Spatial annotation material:

-- Start --

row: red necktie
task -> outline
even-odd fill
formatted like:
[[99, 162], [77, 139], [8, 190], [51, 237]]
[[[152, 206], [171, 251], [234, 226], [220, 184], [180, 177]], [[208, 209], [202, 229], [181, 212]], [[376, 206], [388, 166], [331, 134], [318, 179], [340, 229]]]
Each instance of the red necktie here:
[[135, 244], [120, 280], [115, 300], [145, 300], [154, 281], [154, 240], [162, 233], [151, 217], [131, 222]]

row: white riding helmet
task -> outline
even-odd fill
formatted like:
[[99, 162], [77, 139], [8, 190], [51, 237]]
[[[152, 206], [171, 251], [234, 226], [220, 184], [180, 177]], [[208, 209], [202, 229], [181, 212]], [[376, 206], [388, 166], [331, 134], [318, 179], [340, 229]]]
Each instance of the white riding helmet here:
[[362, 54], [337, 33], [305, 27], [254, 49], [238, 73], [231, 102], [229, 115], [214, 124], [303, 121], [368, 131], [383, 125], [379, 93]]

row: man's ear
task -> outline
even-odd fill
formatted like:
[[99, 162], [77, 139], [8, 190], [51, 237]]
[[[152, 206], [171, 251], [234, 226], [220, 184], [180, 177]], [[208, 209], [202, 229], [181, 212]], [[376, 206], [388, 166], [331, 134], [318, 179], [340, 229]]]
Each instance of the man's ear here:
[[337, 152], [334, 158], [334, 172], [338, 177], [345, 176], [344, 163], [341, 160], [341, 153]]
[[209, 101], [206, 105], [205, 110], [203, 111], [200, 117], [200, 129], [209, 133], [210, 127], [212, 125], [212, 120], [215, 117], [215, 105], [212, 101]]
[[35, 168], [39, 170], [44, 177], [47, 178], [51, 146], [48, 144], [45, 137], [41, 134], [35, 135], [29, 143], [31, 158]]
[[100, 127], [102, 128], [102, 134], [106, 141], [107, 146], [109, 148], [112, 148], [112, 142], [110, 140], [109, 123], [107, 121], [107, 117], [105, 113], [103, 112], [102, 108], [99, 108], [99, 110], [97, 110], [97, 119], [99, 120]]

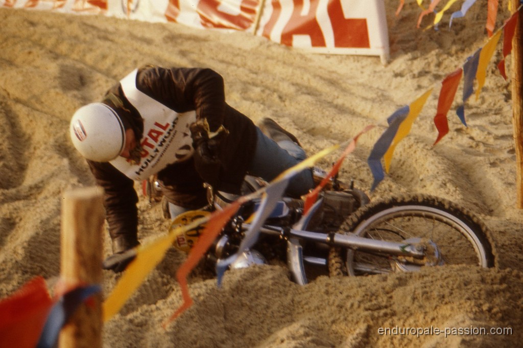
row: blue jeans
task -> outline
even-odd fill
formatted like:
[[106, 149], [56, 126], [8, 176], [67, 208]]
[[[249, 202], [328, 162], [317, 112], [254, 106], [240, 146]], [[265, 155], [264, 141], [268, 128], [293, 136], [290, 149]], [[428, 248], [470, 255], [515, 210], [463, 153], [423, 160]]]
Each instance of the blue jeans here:
[[[307, 158], [305, 151], [296, 143], [291, 140], [277, 143], [262, 133], [259, 128], [257, 127], [256, 130], [256, 151], [247, 174], [270, 182]], [[314, 185], [312, 171], [305, 169], [291, 178], [286, 193], [298, 197], [306, 194]], [[189, 210], [170, 203], [168, 206], [172, 219]]]
[[[296, 143], [291, 140], [277, 143], [266, 137], [259, 128], [257, 130], [256, 149], [248, 174], [270, 182], [286, 170], [307, 158], [305, 151]], [[286, 192], [298, 197], [306, 194], [314, 184], [312, 172], [306, 169], [291, 178]]]

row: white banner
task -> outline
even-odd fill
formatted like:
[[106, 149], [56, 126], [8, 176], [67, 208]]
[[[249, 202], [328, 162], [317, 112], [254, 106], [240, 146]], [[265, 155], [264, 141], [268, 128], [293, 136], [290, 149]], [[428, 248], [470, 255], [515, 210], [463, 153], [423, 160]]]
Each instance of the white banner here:
[[389, 59], [383, 0], [0, 0], [4, 7], [100, 14], [248, 31], [313, 52]]

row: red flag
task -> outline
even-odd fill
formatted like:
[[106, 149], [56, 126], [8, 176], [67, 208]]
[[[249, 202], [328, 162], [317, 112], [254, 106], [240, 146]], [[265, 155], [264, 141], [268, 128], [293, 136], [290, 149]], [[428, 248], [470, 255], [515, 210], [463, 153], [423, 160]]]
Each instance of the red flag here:
[[504, 25], [503, 28], [503, 59], [497, 65], [497, 68], [501, 73], [502, 76], [507, 80], [507, 74], [505, 71], [505, 59], [510, 54], [512, 51], [512, 38], [516, 31], [516, 25], [518, 22], [518, 15], [519, 12], [516, 11], [507, 19]]
[[438, 131], [438, 139], [436, 139], [434, 145], [449, 132], [447, 114], [452, 106], [456, 91], [458, 90], [458, 85], [462, 75], [463, 69], [460, 68], [445, 77], [441, 83], [441, 90], [439, 93], [439, 99], [438, 99], [437, 113], [434, 117], [434, 124]]
[[488, 33], [488, 37], [492, 36], [494, 27], [496, 26], [496, 17], [497, 16], [497, 4], [498, 0], [488, 0], [488, 4], [487, 5], [488, 7], [487, 24], [485, 27], [486, 28], [487, 32]]
[[0, 301], [0, 347], [34, 348], [53, 304], [41, 276]]

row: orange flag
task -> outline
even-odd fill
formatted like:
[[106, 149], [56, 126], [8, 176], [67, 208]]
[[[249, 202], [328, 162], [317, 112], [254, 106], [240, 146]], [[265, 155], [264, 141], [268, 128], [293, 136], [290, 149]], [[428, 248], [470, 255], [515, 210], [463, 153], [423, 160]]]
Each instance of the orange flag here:
[[[246, 196], [244, 196], [244, 197], [245, 197]], [[176, 279], [181, 287], [181, 296], [184, 302], [167, 322], [164, 323], [164, 327], [168, 324], [192, 305], [192, 299], [191, 298], [191, 296], [189, 294], [187, 276], [198, 264], [205, 253], [207, 252], [207, 250], [215, 240], [218, 234], [221, 231], [225, 224], [230, 220], [233, 215], [238, 210], [240, 206], [248, 200], [247, 199], [242, 198], [243, 197], [240, 197], [240, 199], [227, 206], [223, 210], [213, 213], [207, 223], [207, 226], [200, 235], [198, 242], [191, 249], [191, 252], [189, 254], [187, 259], [178, 269], [178, 271], [176, 272]]]
[[438, 99], [437, 113], [434, 117], [434, 124], [438, 131], [438, 139], [434, 145], [438, 143], [438, 142], [449, 132], [449, 123], [447, 119], [447, 114], [452, 106], [462, 75], [463, 69], [460, 68], [445, 77], [441, 83], [441, 90], [439, 93], [439, 98]]
[[316, 201], [316, 200], [317, 199], [318, 194], [320, 193], [320, 192], [323, 189], [326, 185], [327, 185], [327, 183], [328, 182], [328, 181], [331, 179], [331, 178], [335, 175], [339, 170], [339, 167], [341, 166], [344, 160], [345, 159], [345, 157], [354, 151], [354, 149], [356, 148], [356, 142], [358, 141], [358, 139], [362, 134], [366, 133], [373, 127], [373, 125], [367, 126], [363, 130], [358, 133], [358, 135], [355, 137], [354, 138], [350, 141], [350, 142], [349, 143], [348, 145], [347, 145], [345, 150], [343, 152], [343, 153], [342, 154], [339, 159], [338, 159], [336, 163], [334, 164], [334, 165], [333, 166], [332, 169], [331, 170], [331, 171], [329, 172], [328, 174], [327, 174], [327, 175], [323, 178], [322, 182], [314, 188], [314, 190], [307, 194], [307, 195], [305, 198], [305, 204], [303, 207], [304, 215], [307, 214], [307, 212], [309, 211], [309, 209], [311, 208], [312, 205], [314, 204], [314, 202]]
[[488, 33], [488, 37], [492, 36], [494, 28], [496, 25], [496, 17], [497, 17], [498, 0], [488, 0], [487, 5], [487, 24], [485, 27]]
[[512, 51], [512, 38], [514, 37], [516, 31], [516, 25], [518, 22], [519, 14], [519, 11], [513, 14], [503, 26], [503, 59], [497, 64], [497, 68], [505, 80], [507, 80], [507, 74], [505, 71], [505, 59]]
[[0, 301], [0, 347], [36, 346], [54, 303], [41, 276]]
[[494, 53], [496, 51], [496, 46], [497, 46], [499, 38], [501, 37], [502, 32], [501, 30], [498, 30], [491, 37], [483, 46], [480, 53], [480, 60], [477, 63], [477, 71], [476, 72], [476, 80], [477, 81], [477, 88], [476, 89], [476, 100], [480, 97], [481, 88], [485, 84], [485, 80], [487, 76], [487, 68]]

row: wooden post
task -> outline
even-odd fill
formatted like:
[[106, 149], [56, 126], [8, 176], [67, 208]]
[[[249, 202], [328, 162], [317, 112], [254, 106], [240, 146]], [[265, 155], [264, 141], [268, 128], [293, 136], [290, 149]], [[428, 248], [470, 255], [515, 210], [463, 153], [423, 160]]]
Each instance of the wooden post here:
[[[61, 277], [66, 286], [101, 284], [103, 190], [66, 192], [62, 205]], [[60, 332], [60, 348], [101, 348], [101, 294], [82, 304]]]
[[[511, 0], [514, 10], [519, 7], [519, 0]], [[523, 17], [519, 12], [512, 40], [512, 117], [516, 145], [516, 190], [518, 208], [523, 208]]]

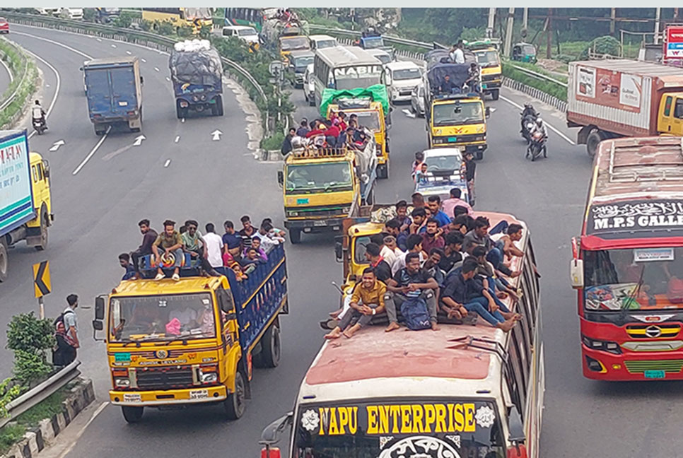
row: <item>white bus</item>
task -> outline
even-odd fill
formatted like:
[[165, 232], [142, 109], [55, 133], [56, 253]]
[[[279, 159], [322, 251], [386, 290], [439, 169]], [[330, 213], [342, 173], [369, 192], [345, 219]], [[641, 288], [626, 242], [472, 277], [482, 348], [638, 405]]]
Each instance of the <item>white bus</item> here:
[[[491, 225], [512, 215], [479, 213]], [[264, 430], [262, 457], [538, 458], [544, 376], [534, 252], [509, 280], [523, 291], [522, 315], [509, 333], [481, 318], [476, 326], [440, 323], [437, 331], [387, 333], [368, 326], [326, 342], [301, 383], [293, 411]]]
[[369, 88], [384, 81], [382, 63], [357, 46], [319, 49], [313, 59], [315, 104], [320, 106], [322, 90]]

-- End --

Reproduce the lines of the material between the line containing "row: blue jeans" and the line containing "169], [291, 178]]]", inclusive. Shift every coordinate in the answers by adding 111 to each value, but leave the requests and their format samples unchanged.

row: blue jeans
task -> outline
even-odd fill
formatted like:
[[106, 149], [56, 126], [8, 176], [67, 208]]
[[[249, 202], [328, 162], [317, 112], [254, 106], [240, 146]], [[265, 155], [264, 141], [268, 128], [293, 136], [290, 149]], [[428, 248], [470, 255], [515, 210], [463, 153], [423, 160]]]
Each instance of the blue jeans here:
[[[418, 269], [416, 262], [407, 254], [402, 251], [388, 254], [373, 244], [370, 239], [368, 238], [367, 241], [367, 262], [358, 285], [381, 293]], [[425, 296], [423, 282], [416, 280], [402, 289], [397, 304], [409, 308], [417, 305]], [[300, 321], [281, 314], [279, 317], [283, 330]]]
[[[407, 254], [402, 251], [388, 254], [377, 248], [370, 239], [368, 241], [367, 260], [359, 285], [381, 293], [397, 281], [418, 269], [416, 262]], [[397, 303], [409, 308], [417, 305], [425, 295], [423, 283], [417, 280], [402, 289]]]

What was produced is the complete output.